- **Aim of the task**
Count the lines in the records below that contain the string "spoke", and reply with that count alone.

- **Recorded data**
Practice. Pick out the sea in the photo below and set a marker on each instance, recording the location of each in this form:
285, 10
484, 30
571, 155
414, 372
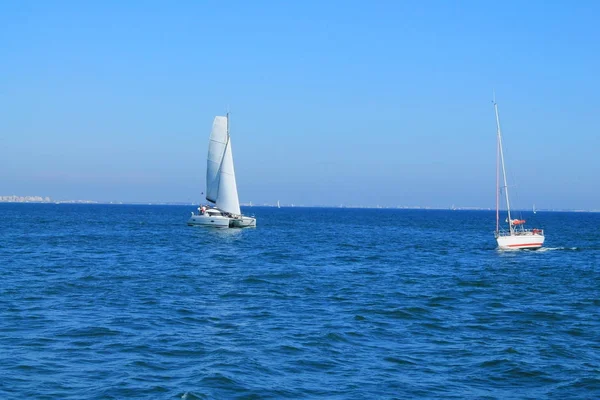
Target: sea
128, 302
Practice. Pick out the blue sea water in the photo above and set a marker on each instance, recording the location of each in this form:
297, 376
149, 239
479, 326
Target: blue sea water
117, 301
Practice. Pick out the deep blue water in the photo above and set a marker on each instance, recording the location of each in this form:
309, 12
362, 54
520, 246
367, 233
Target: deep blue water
114, 302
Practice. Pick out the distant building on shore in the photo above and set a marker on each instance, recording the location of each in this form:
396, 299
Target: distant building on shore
25, 199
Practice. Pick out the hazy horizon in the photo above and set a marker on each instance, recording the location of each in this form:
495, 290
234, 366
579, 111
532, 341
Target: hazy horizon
338, 103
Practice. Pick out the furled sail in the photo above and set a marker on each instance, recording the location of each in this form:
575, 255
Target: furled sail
227, 199
216, 150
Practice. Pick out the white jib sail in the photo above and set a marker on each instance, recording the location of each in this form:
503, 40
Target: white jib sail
216, 150
227, 199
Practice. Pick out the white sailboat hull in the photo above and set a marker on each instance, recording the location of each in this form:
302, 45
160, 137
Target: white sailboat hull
521, 240
242, 222
215, 221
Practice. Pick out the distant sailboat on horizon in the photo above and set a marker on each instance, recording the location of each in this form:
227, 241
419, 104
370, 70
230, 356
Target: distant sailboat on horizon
517, 236
221, 187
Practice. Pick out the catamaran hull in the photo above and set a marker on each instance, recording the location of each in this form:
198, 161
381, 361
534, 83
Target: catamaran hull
530, 241
209, 221
243, 222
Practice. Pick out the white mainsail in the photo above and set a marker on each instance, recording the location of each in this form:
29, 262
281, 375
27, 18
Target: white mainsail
227, 199
216, 150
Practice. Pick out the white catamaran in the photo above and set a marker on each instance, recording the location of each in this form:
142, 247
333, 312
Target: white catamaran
221, 188
517, 237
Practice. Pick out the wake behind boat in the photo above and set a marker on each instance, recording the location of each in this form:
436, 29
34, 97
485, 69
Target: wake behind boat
517, 237
221, 188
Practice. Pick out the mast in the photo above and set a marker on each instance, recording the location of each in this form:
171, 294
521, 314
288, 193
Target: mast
499, 133
497, 184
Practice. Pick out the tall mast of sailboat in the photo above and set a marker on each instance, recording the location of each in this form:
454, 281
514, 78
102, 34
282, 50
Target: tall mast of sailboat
499, 133
497, 180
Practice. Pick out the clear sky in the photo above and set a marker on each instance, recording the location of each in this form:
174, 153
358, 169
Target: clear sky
353, 102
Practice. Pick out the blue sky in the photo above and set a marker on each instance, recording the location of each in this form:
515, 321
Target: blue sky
352, 102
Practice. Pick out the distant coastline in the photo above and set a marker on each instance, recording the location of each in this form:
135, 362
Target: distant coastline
49, 200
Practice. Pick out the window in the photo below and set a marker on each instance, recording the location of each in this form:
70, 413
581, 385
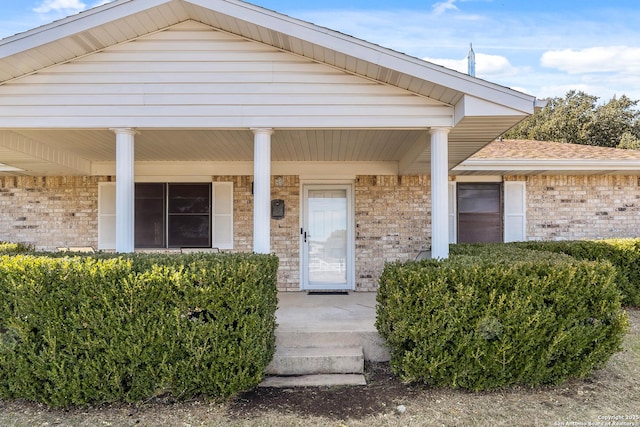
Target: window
173, 215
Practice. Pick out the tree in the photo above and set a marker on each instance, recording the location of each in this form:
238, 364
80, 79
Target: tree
577, 118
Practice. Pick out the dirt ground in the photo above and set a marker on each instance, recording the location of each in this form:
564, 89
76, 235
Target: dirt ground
610, 397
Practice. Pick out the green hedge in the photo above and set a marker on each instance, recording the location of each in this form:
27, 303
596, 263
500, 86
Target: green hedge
88, 330
508, 317
624, 254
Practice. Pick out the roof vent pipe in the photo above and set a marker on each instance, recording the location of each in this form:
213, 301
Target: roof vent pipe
471, 61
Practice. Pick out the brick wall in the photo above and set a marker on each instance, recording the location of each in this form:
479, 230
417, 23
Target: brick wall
50, 212
393, 222
392, 215
582, 207
284, 232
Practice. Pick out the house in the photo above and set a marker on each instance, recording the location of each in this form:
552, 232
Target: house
538, 190
163, 124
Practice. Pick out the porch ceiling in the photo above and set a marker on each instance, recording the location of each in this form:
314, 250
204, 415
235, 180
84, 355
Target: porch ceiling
56, 152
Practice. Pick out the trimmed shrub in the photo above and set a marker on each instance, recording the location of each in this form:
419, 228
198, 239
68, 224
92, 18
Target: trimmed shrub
624, 254
81, 330
510, 316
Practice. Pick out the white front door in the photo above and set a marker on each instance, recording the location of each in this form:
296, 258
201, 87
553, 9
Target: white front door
327, 238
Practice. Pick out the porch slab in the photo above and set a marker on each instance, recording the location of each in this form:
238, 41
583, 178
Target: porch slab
330, 320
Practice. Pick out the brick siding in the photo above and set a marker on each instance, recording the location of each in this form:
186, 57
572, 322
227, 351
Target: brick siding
392, 215
582, 207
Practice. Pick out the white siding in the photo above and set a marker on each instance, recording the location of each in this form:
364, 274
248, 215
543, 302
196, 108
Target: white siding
192, 75
515, 221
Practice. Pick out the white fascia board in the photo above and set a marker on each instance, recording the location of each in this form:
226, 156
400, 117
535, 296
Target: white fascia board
547, 165
370, 52
471, 106
74, 24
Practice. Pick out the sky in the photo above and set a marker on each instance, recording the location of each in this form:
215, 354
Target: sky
541, 47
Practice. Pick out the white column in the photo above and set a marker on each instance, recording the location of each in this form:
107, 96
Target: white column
439, 193
125, 189
262, 190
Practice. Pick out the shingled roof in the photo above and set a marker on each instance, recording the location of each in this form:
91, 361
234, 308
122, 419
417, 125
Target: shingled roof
528, 149
523, 157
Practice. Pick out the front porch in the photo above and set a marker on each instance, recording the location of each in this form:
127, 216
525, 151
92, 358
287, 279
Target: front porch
324, 339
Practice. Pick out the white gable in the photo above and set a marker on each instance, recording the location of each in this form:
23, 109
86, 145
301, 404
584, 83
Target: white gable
192, 75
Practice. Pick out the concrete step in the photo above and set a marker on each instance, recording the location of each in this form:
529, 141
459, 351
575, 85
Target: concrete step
290, 361
320, 380
372, 344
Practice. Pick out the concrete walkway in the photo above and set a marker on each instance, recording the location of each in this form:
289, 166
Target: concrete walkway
340, 319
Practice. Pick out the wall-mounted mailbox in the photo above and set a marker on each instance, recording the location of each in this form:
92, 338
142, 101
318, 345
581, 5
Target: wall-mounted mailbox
277, 209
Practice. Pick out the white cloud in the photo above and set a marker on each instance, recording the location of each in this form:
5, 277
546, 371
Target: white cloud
67, 6
442, 7
601, 59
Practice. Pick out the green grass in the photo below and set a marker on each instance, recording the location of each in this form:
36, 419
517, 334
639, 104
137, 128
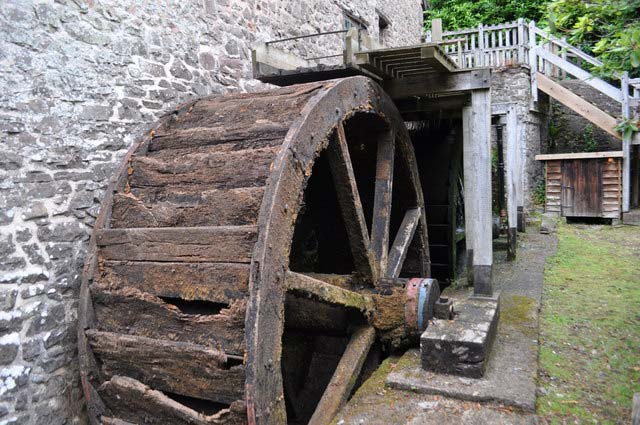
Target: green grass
590, 326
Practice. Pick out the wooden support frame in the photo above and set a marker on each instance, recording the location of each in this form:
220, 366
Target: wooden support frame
513, 174
476, 121
439, 84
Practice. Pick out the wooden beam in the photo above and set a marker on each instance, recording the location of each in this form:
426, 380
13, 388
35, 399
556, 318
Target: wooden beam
441, 83
232, 244
403, 239
582, 75
279, 59
579, 155
178, 367
350, 205
382, 199
576, 103
436, 30
344, 378
512, 171
477, 173
309, 287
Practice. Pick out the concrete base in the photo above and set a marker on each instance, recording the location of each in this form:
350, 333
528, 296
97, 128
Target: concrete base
482, 281
462, 346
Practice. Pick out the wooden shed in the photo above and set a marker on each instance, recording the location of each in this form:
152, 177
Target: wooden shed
585, 184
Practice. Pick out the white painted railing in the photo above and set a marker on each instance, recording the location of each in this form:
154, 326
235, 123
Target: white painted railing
490, 45
520, 43
517, 44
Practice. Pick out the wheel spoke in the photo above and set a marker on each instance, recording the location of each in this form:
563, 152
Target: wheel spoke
337, 392
351, 206
327, 293
382, 200
401, 244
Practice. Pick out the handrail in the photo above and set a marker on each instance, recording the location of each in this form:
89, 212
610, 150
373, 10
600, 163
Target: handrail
568, 47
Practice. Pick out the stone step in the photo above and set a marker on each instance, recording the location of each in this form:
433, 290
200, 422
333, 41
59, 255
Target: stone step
462, 346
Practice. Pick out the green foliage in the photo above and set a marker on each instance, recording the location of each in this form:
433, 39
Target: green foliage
458, 14
539, 194
606, 29
589, 363
627, 127
589, 142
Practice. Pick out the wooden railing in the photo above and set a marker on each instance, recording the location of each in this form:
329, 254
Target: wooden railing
548, 58
519, 43
491, 45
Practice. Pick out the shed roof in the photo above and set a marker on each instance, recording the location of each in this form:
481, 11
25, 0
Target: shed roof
579, 155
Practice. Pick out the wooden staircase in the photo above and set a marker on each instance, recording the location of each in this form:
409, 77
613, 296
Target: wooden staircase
550, 60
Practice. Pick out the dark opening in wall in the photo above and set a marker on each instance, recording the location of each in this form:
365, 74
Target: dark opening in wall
384, 25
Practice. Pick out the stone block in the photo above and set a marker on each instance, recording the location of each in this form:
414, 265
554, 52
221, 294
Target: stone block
462, 346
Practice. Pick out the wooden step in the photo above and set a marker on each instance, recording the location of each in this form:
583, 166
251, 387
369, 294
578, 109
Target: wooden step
186, 206
132, 312
232, 244
134, 402
177, 367
215, 282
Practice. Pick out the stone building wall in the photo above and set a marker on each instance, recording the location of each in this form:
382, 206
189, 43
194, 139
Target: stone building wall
79, 81
512, 85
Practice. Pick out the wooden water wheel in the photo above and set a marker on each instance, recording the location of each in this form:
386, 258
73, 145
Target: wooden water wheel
242, 268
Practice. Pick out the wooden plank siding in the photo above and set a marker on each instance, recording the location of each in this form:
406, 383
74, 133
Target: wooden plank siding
553, 176
584, 187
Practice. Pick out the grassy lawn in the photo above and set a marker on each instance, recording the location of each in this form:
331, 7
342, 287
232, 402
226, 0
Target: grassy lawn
590, 326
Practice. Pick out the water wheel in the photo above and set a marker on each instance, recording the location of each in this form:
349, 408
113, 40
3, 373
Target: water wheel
242, 268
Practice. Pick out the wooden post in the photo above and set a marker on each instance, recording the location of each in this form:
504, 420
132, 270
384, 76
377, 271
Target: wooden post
563, 73
521, 58
512, 170
436, 30
533, 61
626, 146
480, 45
468, 164
477, 174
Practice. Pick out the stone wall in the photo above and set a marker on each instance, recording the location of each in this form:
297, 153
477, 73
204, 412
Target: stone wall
512, 85
570, 132
79, 81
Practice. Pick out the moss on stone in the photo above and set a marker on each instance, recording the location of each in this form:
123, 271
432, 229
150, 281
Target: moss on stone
518, 312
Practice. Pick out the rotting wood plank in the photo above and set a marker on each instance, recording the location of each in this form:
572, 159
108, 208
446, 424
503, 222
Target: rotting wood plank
344, 378
215, 282
351, 206
403, 239
453, 82
132, 312
135, 402
177, 367
219, 170
382, 200
234, 136
186, 206
232, 244
578, 104
309, 287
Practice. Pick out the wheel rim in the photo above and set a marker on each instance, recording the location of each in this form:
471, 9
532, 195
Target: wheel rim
324, 129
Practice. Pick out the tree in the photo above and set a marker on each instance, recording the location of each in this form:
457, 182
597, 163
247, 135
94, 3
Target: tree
458, 14
606, 29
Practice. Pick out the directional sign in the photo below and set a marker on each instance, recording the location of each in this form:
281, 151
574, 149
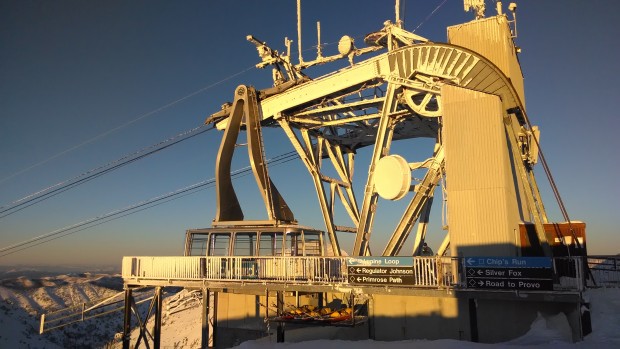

- **Written answer**
2